WHAT TO PRODUCE ▸
Return each of the following entries verbatim, reproducing every line without alteration.

▬▬▬▬▬▬

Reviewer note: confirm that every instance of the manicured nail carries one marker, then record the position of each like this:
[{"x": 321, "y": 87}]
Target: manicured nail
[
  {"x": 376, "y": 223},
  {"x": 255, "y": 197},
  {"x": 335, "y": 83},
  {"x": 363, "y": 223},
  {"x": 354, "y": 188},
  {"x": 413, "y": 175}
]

▬▬▬▬▬▬

SOLVED EXERCISE ▸
Reviewer note: confirm that every instance of the manicured nail carries one marker, then record the position of each like this:
[{"x": 321, "y": 87}]
Target: manicured nail
[
  {"x": 376, "y": 223},
  {"x": 255, "y": 197},
  {"x": 335, "y": 83},
  {"x": 363, "y": 223},
  {"x": 354, "y": 188},
  {"x": 413, "y": 175}
]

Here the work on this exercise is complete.